Excerpt provided:
════════════════════
German single-engine sportplane

The Fieseler Fi 5 (previously F5) was a single-engined two-seat sportplane of the 1930s. It was produced by the German aircraft manufacturer Fieseler Flugzeugbau, which was started by the World War I fighter ace and German aerobatic star, Gerhard Fieseler.

==Design and development==
Gerhard worked at the company full-time after winning the first World Aeronautics Competition (Championship) of 1934 in his Fieseler F2 Tiger, having previously won the 1932 European Aerobatic Championship, and the F5 was among the company's earliest big sellers. The F5 was powered by the Hirth HM 60 engine. It competed with the Klemm Kl 25, but with the F5's shorter wings and different handling that experienced pilots preferred, it became quite popular.

The F 5 was a low-wing tandem two-seat monoplane which retained the fabric-covered steel-tube fuselage of the earlier Fieseler F 4 but introduced a new two-spar cantilever wing. It had a fixed conventional landing gear with a tail-skid and the tandem open-cockpit were fitted with dual-controls. Behind the rear seat was a large luggage locker, the top decking at the rear could be removed to carry a spare propeller or skis.

In 1935 one aircraft Saureland was modified as a single-seat aerobatic aircraft for Lise Fastenrath with the front cockpit covered over. Only one aircraft survived the Second World War, it was later fitted with an enclosed cabin but was written off in France in 1968.

==Variants==
- F 5
Production aircraft with a Hirth HM.60 engine.
- F 5R
Aircraft fitted with an uprated Hirth HM.60R engine.
════════════════════
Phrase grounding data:
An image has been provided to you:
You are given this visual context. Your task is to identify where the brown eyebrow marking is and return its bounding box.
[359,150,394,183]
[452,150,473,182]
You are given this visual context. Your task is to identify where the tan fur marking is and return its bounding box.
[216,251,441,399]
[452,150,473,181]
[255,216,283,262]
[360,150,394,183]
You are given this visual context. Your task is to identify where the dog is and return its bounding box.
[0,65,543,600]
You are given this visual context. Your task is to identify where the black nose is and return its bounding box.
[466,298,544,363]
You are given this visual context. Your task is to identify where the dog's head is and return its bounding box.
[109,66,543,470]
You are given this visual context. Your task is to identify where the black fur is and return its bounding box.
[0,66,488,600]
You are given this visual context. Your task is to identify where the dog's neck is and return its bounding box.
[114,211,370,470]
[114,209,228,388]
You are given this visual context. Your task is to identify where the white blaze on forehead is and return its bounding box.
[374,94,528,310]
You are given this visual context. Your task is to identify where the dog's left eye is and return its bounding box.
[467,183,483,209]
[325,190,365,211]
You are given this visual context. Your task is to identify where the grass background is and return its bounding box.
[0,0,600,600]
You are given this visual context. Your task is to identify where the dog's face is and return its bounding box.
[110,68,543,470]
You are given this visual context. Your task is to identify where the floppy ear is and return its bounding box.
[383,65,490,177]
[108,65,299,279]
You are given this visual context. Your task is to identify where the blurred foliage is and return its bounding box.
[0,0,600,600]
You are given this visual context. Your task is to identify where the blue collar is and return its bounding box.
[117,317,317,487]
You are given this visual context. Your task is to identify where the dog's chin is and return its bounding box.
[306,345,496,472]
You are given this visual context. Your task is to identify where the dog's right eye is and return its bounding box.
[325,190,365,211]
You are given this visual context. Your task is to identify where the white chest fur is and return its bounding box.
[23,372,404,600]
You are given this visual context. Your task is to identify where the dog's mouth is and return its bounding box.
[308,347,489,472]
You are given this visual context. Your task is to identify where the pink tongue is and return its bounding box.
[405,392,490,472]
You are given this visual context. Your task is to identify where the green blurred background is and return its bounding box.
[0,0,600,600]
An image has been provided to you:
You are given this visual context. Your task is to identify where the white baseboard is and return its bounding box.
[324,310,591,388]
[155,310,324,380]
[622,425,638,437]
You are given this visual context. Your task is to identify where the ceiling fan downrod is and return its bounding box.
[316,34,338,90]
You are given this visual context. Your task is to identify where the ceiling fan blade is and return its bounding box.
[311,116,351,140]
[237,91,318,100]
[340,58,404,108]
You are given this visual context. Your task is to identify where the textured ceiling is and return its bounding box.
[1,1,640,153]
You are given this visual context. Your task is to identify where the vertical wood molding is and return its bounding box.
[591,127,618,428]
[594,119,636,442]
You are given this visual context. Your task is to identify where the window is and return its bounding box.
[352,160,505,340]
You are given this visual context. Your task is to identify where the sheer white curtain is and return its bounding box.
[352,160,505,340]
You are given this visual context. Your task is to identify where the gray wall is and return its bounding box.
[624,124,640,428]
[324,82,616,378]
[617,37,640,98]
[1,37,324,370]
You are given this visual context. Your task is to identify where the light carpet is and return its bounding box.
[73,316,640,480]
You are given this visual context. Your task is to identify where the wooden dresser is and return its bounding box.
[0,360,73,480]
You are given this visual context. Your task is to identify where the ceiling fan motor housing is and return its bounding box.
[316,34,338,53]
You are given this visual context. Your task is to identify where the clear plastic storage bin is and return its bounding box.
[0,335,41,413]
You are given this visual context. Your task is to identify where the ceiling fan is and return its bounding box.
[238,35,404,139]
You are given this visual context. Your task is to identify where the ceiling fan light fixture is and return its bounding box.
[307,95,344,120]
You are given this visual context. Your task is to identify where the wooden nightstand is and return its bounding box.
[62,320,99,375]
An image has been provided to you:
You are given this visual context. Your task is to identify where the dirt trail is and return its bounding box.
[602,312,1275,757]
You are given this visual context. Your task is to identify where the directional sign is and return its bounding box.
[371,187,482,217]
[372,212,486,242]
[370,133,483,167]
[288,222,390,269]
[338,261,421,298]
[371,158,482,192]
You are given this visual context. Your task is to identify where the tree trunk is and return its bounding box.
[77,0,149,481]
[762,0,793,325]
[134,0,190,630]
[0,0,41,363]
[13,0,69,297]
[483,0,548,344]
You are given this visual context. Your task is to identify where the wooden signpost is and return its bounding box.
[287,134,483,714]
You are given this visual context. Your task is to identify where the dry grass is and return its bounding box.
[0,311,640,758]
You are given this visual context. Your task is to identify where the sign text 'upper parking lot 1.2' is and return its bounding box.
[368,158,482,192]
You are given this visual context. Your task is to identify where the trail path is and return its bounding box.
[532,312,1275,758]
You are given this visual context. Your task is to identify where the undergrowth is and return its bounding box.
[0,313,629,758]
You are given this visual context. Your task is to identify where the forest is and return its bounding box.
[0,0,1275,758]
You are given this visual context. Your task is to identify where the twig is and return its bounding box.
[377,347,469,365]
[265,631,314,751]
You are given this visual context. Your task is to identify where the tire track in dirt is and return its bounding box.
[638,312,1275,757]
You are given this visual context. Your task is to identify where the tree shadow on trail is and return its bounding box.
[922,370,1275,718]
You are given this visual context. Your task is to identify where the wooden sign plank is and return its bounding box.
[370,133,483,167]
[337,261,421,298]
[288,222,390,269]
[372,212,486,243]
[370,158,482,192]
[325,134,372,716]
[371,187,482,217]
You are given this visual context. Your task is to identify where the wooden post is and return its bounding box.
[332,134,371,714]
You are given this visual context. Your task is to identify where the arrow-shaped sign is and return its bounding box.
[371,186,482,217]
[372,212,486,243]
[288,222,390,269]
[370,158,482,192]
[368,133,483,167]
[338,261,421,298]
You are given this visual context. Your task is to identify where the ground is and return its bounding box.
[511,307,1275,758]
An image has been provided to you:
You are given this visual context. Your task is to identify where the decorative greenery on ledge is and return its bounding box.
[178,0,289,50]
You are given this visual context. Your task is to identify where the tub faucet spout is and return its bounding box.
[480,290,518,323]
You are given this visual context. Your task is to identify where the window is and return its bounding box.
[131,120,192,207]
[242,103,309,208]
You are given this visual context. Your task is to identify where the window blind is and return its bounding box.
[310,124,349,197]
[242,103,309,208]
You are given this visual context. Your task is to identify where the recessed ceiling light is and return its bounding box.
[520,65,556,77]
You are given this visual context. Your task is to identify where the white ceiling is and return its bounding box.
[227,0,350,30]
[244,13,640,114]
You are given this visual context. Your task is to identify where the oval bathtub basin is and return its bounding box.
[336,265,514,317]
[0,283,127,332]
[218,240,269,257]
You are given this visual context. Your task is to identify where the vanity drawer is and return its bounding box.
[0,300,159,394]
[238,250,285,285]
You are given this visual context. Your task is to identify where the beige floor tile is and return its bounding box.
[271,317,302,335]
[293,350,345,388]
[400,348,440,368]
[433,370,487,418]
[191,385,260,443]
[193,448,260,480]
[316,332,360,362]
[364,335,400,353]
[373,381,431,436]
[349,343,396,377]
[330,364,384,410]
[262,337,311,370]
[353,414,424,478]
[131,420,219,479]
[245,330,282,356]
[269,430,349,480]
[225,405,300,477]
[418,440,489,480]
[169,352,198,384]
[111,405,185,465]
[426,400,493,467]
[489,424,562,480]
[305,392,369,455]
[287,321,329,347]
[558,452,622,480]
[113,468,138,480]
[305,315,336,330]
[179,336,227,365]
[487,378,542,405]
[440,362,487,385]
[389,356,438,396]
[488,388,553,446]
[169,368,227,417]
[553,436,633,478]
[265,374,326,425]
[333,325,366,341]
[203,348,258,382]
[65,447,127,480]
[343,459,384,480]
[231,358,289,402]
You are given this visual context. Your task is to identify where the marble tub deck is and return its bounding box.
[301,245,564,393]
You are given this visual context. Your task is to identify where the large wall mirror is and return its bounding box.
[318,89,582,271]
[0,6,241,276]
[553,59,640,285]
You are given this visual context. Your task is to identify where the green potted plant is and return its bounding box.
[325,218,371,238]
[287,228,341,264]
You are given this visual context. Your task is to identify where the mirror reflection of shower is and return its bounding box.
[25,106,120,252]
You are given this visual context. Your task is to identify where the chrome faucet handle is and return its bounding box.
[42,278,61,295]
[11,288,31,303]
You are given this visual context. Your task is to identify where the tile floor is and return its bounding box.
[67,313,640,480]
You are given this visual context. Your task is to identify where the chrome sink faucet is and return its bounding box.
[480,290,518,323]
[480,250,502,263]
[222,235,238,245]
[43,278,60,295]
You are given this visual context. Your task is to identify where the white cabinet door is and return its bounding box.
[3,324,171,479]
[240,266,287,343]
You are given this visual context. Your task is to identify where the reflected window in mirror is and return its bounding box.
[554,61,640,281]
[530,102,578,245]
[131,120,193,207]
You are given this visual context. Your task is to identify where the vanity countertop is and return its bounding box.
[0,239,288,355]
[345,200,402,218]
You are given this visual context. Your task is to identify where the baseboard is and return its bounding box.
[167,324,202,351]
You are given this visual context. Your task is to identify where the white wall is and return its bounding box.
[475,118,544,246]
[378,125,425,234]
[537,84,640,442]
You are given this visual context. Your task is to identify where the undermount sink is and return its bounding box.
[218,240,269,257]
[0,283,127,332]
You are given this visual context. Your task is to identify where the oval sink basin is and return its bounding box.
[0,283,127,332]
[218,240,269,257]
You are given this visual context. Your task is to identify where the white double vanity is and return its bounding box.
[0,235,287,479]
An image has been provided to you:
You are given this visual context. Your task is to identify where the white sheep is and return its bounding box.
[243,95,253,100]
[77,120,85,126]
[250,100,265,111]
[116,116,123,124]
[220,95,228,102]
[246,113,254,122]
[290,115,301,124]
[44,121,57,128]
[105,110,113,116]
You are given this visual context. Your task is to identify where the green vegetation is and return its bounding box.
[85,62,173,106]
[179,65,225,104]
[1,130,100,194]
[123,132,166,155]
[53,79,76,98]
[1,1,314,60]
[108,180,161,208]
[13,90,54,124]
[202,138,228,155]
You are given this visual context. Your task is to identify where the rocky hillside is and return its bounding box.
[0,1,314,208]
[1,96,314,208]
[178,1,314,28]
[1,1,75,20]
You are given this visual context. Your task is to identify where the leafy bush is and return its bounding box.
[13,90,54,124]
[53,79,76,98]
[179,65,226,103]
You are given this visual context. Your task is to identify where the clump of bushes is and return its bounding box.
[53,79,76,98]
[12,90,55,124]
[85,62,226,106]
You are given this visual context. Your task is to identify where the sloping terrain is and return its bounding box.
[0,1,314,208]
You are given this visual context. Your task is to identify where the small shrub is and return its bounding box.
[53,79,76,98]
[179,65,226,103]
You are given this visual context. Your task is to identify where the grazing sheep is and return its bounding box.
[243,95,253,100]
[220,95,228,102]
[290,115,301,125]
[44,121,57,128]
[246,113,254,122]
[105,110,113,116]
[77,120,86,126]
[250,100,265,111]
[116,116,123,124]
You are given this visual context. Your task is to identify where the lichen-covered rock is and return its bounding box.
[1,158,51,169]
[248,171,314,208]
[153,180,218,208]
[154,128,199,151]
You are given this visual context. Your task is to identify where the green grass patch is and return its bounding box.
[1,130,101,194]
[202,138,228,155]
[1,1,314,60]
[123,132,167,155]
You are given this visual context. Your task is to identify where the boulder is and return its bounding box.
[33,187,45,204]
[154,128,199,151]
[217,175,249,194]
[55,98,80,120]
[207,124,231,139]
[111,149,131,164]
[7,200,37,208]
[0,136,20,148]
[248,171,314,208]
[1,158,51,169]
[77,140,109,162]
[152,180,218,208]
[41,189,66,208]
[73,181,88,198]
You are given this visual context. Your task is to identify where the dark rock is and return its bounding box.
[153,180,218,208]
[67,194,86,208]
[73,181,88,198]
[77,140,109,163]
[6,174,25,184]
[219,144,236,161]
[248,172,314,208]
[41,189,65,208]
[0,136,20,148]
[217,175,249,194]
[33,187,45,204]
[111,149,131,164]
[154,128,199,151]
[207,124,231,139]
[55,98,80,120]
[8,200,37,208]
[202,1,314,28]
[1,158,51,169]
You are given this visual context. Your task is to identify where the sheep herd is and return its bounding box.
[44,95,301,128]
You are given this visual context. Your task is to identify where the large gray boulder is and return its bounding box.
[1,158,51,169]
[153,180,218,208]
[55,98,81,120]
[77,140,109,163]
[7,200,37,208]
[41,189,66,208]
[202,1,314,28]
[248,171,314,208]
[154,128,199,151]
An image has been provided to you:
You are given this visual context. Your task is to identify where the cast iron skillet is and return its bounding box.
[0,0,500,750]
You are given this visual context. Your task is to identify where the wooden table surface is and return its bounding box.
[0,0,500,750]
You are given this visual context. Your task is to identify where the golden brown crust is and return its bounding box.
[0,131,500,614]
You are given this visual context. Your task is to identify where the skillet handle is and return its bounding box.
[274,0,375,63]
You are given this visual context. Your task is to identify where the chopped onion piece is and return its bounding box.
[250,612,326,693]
════════════════════
About this task: Using the Fieseler Fi 5 text, explain why the F5 became quite popular even though it competed with the Klemm Kl 25. Answer in one to three sentences.

Problem solution: The F5 became quite popular because it had shorter wings and different handling, which experienced pilots preferred.